Excerpt =>
┄┄┄┄┄┄┄┄┄┄┄┄┄┄┄┄┄┄┄┄
|
Submitted by
Assigned_Reviewer_5
Q1: Comments to author(s).
First provide a summary of the paper, and then address the following
criteria: Quality, clarity, originality and significance. (For detailed
reviewing guidelines, see
http://nips.cc/PaperInformation/ReviewerInstructions)
The authors develop fast algorithms to solve the
\ell_1 and \ell_2 linear regression problems, when the design matrix is
block-Vandermonde. The authors show that matrix multiplication with a
block-Vandermonde matrix can be very efficient (Lemmas 9, 10, and 11),
which, with the help of the random embedding matrices proposed in [1] and
[11], allows fast algorithms for solving the particular regression
problems under consideration. Applications include polynomial fitting,
additive models, and random Fourier maps.
Quality Basically
this paper is well-structured, but there is some unnecessary redundancy.
For example, only the first of the two problems for motivating
this work seems relevant to the reviewer, while the second one looks quite
artificial. A lot of existing results mentioned in Section 3 can be
removed without sacrificing the completeness of this paper, and some
proofs appearing in the main text are repeated again in the supplementary
material.
┄┄┄┄┄┄┄┄┄┄┄┄┄┄┄┄┄┄┄┄
Given data =>
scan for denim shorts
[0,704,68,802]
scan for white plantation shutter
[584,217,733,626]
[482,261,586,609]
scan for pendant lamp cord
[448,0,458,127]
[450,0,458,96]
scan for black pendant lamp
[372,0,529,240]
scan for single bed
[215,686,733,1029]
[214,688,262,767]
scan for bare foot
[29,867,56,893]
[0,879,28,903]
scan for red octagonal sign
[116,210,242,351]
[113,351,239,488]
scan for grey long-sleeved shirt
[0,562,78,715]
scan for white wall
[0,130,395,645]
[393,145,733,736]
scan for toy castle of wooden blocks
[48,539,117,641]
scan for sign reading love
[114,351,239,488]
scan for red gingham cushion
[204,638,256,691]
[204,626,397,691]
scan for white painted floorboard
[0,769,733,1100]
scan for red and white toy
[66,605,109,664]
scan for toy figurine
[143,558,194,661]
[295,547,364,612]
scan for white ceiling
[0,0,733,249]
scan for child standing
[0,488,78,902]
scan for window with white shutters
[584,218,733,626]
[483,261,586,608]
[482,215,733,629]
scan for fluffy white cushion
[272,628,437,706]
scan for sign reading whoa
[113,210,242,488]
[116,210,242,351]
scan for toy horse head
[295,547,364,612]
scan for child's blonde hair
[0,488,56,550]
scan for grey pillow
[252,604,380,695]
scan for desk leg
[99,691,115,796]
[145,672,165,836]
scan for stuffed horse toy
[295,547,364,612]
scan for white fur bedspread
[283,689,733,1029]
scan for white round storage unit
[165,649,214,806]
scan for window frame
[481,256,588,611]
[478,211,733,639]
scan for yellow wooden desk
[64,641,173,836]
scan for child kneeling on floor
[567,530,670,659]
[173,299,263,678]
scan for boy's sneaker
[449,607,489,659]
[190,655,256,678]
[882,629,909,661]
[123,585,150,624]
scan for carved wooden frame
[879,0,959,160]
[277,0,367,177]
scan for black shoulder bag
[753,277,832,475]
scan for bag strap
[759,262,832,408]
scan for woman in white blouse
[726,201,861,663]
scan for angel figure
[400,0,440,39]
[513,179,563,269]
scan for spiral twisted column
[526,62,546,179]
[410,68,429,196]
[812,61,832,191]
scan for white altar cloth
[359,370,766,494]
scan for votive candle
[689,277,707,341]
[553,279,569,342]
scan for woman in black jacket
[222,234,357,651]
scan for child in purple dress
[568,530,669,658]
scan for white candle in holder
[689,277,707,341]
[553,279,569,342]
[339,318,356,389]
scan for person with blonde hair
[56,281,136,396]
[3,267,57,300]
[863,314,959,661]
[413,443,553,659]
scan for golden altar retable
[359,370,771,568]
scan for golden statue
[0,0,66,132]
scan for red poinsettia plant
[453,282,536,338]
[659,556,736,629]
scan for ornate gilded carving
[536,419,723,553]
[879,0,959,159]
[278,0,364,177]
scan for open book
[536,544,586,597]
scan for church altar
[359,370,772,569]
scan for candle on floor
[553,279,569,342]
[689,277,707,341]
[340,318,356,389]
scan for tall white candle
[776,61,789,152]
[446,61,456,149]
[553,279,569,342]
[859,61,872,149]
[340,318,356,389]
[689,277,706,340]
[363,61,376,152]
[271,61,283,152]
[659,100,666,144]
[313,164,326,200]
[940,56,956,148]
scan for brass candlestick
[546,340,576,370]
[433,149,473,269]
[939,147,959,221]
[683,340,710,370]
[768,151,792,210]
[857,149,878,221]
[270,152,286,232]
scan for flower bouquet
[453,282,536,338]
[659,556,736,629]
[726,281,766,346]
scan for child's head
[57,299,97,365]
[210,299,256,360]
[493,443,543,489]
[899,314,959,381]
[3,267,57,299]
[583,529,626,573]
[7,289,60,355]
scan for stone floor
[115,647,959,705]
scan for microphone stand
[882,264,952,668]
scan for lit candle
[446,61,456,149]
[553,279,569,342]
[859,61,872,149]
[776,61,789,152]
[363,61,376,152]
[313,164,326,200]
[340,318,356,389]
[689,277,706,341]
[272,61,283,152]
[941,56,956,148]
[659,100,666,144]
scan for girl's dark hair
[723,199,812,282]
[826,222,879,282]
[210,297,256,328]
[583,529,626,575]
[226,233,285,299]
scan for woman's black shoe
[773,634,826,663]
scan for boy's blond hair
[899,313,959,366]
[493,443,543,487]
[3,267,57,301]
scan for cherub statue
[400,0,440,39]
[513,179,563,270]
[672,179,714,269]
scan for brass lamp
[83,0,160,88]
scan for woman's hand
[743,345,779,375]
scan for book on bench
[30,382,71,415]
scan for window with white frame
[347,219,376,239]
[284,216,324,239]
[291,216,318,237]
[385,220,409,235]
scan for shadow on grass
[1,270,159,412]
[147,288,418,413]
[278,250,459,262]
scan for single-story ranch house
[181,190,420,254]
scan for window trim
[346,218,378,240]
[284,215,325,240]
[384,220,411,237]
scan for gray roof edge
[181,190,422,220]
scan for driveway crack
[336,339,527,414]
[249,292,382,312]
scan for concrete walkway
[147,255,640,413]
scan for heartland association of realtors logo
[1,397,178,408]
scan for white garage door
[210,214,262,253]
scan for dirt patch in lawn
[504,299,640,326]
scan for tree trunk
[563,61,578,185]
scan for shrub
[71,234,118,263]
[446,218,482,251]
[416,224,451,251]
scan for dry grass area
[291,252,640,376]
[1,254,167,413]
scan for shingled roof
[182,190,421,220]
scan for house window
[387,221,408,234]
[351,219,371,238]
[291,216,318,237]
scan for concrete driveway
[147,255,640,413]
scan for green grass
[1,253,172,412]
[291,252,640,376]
┄┄┄┄┄┄┄┄┄┄┄┄┄┄┄┄┄┄┄┄
Work to complete =>
[1] Return the part of the review between "First provide a" and "random Fourier maps.", inclusive.
[2] Rewrite the review's paragraph that begins "The authors develop fast algorithms" as a short bulleted list that keeps its main facts.
The entries have nothing to do with the review.

Answers to the exercise =>
[1]
First provide a summary of the paper, and then address the following
criteria: Quality, clarity, originality and significance. (For detailed
reviewing guidelines, see
http://nips.cc/PaperInformation/ReviewerInstructions)
The authors develop fast algorithms to solve the
\ell_1 and \ell_2 linear regression problems, when the design matrix is
block-Vandermonde. The authors show that matrix multiplication with a
block-Vandermonde matrix can be very efficient (Lemmas 9, 10, and 11),
which, with the help of the random embedding matrices proposed in [1] and
[11], allows fast algorithms for solving the particular regression
problems under consideration. Applications include polynomial fitting,
additive models, and random Fourier maps.

[2]
- The authors give fast algorithms for \ell_1 and \ell_2 linear regression when the design matrix is block-Vandermonde.
- They show that multiplying by a block-Vandermonde matrix can be very efficient (Lemmas 9, 10, and 11).
- Combined with the random embedding matrices from [1] and [11], this allows fast algorithms for these regression problems.
- Applications include polynomial fitting, additive models, and random Fourier maps.